#### Listed entries
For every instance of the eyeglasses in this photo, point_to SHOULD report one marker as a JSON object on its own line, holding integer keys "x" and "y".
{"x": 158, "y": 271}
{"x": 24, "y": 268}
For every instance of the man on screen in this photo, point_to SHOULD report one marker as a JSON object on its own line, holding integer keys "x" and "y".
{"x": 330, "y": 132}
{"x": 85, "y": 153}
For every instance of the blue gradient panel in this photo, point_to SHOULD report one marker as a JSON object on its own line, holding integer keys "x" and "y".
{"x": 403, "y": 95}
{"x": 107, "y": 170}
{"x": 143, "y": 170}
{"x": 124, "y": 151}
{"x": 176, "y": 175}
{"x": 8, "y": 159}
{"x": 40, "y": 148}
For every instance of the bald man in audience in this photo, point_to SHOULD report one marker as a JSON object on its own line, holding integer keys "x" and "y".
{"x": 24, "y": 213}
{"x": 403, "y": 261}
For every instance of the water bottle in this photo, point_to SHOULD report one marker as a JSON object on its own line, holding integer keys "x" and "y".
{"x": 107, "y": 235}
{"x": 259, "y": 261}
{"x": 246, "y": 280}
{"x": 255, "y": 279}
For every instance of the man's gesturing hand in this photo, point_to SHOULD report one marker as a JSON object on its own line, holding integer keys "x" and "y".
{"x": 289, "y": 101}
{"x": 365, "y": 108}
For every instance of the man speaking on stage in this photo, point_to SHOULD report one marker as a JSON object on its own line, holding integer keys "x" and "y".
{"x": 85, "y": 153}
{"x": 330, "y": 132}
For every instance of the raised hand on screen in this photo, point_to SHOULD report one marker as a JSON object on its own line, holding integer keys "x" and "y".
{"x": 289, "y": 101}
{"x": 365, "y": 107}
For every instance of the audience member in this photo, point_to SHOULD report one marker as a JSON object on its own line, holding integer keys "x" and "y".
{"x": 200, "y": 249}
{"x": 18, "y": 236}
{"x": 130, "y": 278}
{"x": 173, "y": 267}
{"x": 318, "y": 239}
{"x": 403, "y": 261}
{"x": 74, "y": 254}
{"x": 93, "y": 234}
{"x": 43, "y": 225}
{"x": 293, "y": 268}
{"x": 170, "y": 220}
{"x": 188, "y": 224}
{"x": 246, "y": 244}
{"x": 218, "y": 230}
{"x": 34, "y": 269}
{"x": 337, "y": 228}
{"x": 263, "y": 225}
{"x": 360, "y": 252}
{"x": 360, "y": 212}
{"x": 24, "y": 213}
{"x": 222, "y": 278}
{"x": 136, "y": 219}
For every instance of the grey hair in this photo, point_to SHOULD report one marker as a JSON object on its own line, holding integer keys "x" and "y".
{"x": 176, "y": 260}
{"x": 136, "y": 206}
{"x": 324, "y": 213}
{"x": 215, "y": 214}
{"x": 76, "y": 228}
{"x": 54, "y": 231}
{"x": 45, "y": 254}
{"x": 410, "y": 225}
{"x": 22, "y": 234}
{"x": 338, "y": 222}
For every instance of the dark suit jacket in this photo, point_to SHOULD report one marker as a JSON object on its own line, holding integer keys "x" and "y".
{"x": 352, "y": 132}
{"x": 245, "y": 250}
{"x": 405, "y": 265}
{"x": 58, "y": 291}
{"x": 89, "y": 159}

#### Task directions
Please return the lines above word for word, every one of them.

#### Full output
For every instance of the eyeglasses in this photo, point_to SHOULD report one marker as a JSON object on its own line, holding integer keys "x" and "y".
{"x": 158, "y": 271}
{"x": 24, "y": 268}
For every instance of the man on screen in this photo, point_to SHOULD report one marker as a JSON object on its own line, holding integer keys "x" and "y".
{"x": 330, "y": 132}
{"x": 85, "y": 153}
For every instance of the blue gradient panel in this photo, point_to SHOULD report one marker as a JSON object on its own line, holding integer keys "x" and "y".
{"x": 403, "y": 95}
{"x": 107, "y": 170}
{"x": 143, "y": 170}
{"x": 124, "y": 151}
{"x": 176, "y": 175}
{"x": 8, "y": 159}
{"x": 40, "y": 148}
For every instance of the bald man in audience in this photo, point_to SHOULD report one marker as a JSON object on its own line, holding integer keys "x" and "y".
{"x": 24, "y": 213}
{"x": 403, "y": 261}
For every instance of the water bottle in this photo, point_to SHOULD report one marker as a JSON object on its own line, holding integer keys "x" and "y".
{"x": 107, "y": 235}
{"x": 259, "y": 261}
{"x": 246, "y": 280}
{"x": 255, "y": 279}
For every instance of the man's gesturing hand in this photo, point_to SHOULD report one marker as a JSON object on its own line, holding integer keys "x" and "y".
{"x": 289, "y": 101}
{"x": 365, "y": 108}
For every instance of the man speaking on stage in this photo, point_to SHOULD report one marker as a JSON object on its own line, holding integer keys "x" and "y".
{"x": 85, "y": 153}
{"x": 330, "y": 132}
For every instance of the raised hand on screen in this photo, point_to SHOULD report one marker as a JSON object on its own line, holding integer keys "x" and "y".
{"x": 289, "y": 101}
{"x": 365, "y": 107}
For every instance of the audience member in this photo, point_to SHOULD report one marker as a JSON object on its own line, holding integer keys "x" and "y".
{"x": 200, "y": 249}
{"x": 18, "y": 236}
{"x": 130, "y": 278}
{"x": 173, "y": 267}
{"x": 318, "y": 239}
{"x": 403, "y": 261}
{"x": 74, "y": 254}
{"x": 93, "y": 234}
{"x": 43, "y": 225}
{"x": 293, "y": 268}
{"x": 170, "y": 220}
{"x": 188, "y": 224}
{"x": 246, "y": 244}
{"x": 218, "y": 230}
{"x": 34, "y": 269}
{"x": 337, "y": 228}
{"x": 263, "y": 225}
{"x": 360, "y": 252}
{"x": 360, "y": 212}
{"x": 24, "y": 213}
{"x": 222, "y": 278}
{"x": 136, "y": 219}
For every instance of the grey hair in this photo, point_to SHOULD report one marker as a JSON object on its own line, holding integer keys "x" and "y".
{"x": 176, "y": 260}
{"x": 136, "y": 206}
{"x": 324, "y": 213}
{"x": 215, "y": 214}
{"x": 76, "y": 228}
{"x": 54, "y": 231}
{"x": 45, "y": 254}
{"x": 410, "y": 225}
{"x": 22, "y": 234}
{"x": 338, "y": 222}
For every instance of the dark suit jacket in this photo, point_to SHOULD report one marker as a JSON object on its own line, holding integer keys "x" and "y".
{"x": 352, "y": 132}
{"x": 245, "y": 250}
{"x": 405, "y": 265}
{"x": 58, "y": 291}
{"x": 89, "y": 159}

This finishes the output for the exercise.